_Task list_.
1. In the text on Memorial Stadium, condense the paragraph beginning "Maybe it's time to count our blessings" into a short bulleted list that keeps its main facts.
2. Write the next part of the text on Memorial Stadium, beginning right after its final sentence.

_Text provided_.
*** Block opens ***

It's been a bad couple of months, we know. Foreclosures, gas prices, catastrophic fires, pick your poison. But when the Yankees sweep the A's in the first series after the All-Star break, that's beyond enduring. Lenny DiNardo lost the second game by hitting Jose Molina with a pitch, for God's sake! What have we done to offend thee, O Lord?
Memorial Stadium Keeps on Entertainin'
Maybe it's time to count our blessings. How about we still get to watch the Big Game for free up on Tightwad Hill? Last week, the University of California at Berkeley settled a lawsuit with said hill-dwellers, who raised a fuss over hints that Cal officials might block the view with alterations along the eastern wall of Memorial Stadium. Apparently, university officials decided that they couldn't simultaneously fight the Tightwad crew, the tree-sitters, the Panoramic neighbors, and the City of Berkeley all at the same time. So they agreed that the Tightwad folks would be consulted whenever they planned to change the eastern bleachers, guaranteeing the freeloaders at least a seat at the table.
Because they really, really want to get started ripping out the oaks and building the new training center, see? UC lawyers asked the court last week to let them start construction on the new training center more or less immediately, and requested that the city and other plaintiffs in the anti-center lawsuit post a $1.5 million bond. Apparently, they want the city to be at least partially responsible for the daily $47,000 UC must pay to provide security for the tree-sitters and delay construction. But the prospect of angry, drunken football fans, um, interacting with the arboreal hippies must weigh at least a little on the minds of university administrators.

*** Block closes ***

_Data for review_.

*** Block opens ***

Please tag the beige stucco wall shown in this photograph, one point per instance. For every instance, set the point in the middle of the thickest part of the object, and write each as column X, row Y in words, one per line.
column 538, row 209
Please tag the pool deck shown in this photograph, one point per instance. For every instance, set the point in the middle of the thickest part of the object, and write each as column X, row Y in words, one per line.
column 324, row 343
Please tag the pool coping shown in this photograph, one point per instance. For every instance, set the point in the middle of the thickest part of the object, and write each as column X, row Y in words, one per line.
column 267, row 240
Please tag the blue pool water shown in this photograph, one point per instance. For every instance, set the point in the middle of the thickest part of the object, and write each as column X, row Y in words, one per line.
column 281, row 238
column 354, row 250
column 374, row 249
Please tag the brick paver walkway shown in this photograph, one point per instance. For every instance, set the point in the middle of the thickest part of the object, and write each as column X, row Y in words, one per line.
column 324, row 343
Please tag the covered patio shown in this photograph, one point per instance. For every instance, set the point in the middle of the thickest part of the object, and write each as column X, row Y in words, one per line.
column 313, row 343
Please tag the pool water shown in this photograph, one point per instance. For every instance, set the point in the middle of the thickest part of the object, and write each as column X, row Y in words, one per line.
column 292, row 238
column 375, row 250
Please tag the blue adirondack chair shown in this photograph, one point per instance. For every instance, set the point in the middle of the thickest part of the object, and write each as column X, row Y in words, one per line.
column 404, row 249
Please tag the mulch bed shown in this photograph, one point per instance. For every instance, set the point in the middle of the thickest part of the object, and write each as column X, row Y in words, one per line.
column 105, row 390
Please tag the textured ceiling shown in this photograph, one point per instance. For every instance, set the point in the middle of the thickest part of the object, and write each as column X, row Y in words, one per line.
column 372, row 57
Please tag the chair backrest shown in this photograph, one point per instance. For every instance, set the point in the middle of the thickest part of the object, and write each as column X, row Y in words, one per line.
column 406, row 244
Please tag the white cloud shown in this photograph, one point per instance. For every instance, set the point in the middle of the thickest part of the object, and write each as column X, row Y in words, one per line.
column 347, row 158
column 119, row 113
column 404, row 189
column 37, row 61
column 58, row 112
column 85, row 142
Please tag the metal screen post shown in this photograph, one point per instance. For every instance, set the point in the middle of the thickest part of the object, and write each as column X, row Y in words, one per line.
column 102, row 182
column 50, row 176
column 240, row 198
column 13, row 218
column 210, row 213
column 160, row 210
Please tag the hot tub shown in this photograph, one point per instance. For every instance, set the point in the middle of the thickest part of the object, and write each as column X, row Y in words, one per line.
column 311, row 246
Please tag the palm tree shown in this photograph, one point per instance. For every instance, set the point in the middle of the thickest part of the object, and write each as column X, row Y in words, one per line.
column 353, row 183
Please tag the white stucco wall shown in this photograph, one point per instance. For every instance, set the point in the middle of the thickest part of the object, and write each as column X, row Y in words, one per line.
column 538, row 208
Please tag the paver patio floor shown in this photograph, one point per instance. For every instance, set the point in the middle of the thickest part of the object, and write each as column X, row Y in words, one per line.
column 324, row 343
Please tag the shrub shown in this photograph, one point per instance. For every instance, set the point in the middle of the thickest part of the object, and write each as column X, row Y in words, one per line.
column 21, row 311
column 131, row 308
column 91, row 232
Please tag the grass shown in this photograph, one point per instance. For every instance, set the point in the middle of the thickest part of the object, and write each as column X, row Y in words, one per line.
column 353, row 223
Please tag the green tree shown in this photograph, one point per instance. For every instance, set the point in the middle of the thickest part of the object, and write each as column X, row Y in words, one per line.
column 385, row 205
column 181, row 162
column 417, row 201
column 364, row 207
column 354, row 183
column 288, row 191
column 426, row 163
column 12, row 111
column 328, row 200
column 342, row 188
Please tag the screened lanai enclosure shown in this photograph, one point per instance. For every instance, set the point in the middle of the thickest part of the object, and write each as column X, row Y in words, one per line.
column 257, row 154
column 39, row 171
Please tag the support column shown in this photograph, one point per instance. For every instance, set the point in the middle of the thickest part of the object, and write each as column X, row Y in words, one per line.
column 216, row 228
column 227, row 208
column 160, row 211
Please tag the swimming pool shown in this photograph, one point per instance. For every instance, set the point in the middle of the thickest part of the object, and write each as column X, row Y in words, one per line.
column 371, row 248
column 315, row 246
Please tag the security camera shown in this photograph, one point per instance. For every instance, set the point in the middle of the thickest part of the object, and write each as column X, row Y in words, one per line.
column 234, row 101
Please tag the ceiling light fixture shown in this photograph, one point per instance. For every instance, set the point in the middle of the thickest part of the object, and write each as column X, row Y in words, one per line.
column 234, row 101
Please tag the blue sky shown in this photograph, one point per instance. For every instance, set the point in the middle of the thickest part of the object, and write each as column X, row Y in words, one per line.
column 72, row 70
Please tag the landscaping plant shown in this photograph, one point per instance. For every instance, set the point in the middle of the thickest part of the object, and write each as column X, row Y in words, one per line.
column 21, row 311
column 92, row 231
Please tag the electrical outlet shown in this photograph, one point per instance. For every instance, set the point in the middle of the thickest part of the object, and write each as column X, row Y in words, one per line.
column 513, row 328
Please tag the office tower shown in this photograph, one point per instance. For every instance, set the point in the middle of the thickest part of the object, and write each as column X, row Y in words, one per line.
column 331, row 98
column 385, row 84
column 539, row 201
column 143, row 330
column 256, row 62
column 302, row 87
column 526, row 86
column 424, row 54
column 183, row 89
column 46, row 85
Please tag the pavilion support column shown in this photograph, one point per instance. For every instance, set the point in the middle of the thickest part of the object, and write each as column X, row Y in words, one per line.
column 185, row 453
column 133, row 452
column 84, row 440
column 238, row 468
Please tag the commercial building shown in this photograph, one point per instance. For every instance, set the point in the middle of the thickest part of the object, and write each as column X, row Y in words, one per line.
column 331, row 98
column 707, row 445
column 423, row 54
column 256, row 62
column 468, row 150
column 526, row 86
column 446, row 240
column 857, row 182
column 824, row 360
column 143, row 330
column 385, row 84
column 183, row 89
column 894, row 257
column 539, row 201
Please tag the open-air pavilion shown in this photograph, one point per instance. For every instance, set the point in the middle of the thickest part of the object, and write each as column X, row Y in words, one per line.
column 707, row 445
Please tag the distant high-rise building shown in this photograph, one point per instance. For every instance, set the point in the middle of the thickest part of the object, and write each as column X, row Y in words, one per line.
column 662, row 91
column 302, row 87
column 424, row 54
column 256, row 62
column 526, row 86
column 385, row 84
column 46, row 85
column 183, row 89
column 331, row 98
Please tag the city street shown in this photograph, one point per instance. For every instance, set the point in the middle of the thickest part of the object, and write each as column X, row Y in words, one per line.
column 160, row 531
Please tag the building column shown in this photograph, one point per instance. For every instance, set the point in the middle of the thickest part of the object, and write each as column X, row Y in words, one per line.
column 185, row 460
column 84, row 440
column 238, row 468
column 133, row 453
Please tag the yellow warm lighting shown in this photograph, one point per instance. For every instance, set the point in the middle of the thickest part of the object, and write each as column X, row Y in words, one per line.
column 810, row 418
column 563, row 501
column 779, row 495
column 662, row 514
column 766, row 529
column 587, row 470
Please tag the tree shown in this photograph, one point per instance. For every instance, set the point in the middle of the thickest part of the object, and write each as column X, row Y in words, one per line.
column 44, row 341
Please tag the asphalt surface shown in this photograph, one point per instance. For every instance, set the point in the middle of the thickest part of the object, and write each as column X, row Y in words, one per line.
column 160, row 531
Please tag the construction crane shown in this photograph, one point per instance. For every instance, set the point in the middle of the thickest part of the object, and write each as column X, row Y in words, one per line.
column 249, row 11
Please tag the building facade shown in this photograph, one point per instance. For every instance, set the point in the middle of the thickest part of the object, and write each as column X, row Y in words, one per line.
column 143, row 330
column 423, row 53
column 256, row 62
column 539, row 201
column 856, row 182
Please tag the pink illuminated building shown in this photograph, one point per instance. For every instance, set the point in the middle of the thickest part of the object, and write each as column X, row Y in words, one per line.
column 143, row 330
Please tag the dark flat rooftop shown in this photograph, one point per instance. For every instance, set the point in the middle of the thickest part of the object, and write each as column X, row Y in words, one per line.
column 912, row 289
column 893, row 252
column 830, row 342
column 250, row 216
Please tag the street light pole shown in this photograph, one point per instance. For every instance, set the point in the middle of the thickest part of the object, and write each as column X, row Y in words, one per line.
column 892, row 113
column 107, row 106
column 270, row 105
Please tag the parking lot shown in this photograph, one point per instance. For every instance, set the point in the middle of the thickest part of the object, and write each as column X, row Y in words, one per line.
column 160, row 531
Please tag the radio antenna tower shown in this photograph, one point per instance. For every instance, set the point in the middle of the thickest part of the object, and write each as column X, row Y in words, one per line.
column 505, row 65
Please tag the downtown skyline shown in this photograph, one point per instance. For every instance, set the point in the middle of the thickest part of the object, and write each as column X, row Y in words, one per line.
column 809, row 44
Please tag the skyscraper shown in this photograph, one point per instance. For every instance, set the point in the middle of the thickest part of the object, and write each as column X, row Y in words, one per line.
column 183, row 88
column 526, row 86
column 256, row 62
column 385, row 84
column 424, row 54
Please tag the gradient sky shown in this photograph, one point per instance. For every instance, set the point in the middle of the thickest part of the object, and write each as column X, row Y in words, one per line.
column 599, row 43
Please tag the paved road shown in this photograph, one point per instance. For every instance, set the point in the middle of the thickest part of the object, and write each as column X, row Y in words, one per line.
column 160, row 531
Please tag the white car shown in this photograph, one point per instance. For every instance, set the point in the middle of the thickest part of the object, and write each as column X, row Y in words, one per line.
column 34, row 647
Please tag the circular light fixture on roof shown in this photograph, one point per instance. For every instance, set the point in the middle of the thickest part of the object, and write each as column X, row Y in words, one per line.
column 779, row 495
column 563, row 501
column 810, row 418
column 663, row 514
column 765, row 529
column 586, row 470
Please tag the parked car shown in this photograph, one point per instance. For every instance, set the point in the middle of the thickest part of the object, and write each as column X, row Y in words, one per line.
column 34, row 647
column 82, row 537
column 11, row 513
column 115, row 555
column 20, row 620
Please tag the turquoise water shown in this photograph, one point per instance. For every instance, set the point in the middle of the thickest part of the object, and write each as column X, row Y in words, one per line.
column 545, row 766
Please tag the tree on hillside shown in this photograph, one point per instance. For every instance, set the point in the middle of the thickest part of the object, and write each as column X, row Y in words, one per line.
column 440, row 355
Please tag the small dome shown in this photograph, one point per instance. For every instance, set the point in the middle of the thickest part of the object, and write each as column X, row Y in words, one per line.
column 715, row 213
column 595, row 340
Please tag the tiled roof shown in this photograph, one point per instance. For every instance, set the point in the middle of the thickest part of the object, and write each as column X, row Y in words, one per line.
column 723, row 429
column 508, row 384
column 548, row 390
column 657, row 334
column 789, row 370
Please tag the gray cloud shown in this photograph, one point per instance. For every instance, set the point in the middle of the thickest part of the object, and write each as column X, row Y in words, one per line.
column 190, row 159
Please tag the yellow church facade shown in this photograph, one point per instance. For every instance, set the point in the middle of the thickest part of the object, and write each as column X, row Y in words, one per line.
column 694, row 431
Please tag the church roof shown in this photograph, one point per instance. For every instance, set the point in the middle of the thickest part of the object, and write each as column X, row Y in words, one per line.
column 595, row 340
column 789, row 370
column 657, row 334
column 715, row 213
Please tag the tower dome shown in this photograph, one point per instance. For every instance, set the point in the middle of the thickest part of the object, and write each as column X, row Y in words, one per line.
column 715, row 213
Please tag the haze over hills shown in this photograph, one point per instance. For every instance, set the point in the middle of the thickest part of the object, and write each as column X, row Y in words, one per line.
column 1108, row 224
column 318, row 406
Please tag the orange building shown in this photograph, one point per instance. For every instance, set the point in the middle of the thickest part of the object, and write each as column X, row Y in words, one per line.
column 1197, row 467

*** Block closes ***

_Solved problems_.
1.
- Fans can still watch the Big Game for free from Tightwad Hill.
- Last week, UC Berkeley settled a lawsuit with the hill-dwellers, who had objected to hints that Cal officials might block the view by altering the eastern wall of Memorial Stadium.
- University officials apparently decided they couldn't fight the Tightwad crew, the tree-sitters, the Panoramic neighbors and the City of Berkeley all at once.
- Under the settlement, the Tightwad folks must be consulted whenever changes to the eastern bleachers are planned.

2.
Speaking of hippies, a bunch of them visited Cal Chancellor Robert Birgeneau's mansion last week, rallying in opposition to the training center and imminent defoliation. At least six of them planted an oak seedling on the mansion grounds to make their point, earning them a trip to the pokey and charges of trespassing, vandalism, and conspiracy. Meanwhile, back at Ground Zero, one of the last remaining tree-sitters clambered down into the hands of the cops after learning of a death in the family. Apparently, he forgot to ditch the weed that kept him entertained up in the tree, which earned him a marijuana possession beef.
Chevron Gets What it Wants
Let's try blessing number two: Could we finally see relief at the gas pump? That's the promise behind the Richmond City Council's decision last week to let Chevron expand its refinery capacity. But it might come with a price: environmentalists and refinery neighbors are terrified that the new facility, as well as the lower-grade crude oil it will refine, may pump out more toxic particulate matter, a claim that Chevron denies. Said neighbors and greenies packed the council chambers for two consecutive nights, alternately pleading and haranguing their leaders not to greenlight the deal. But just after midnight on Day Two, that's just what they did, ending months of bitter recriminations. Or is that beginning?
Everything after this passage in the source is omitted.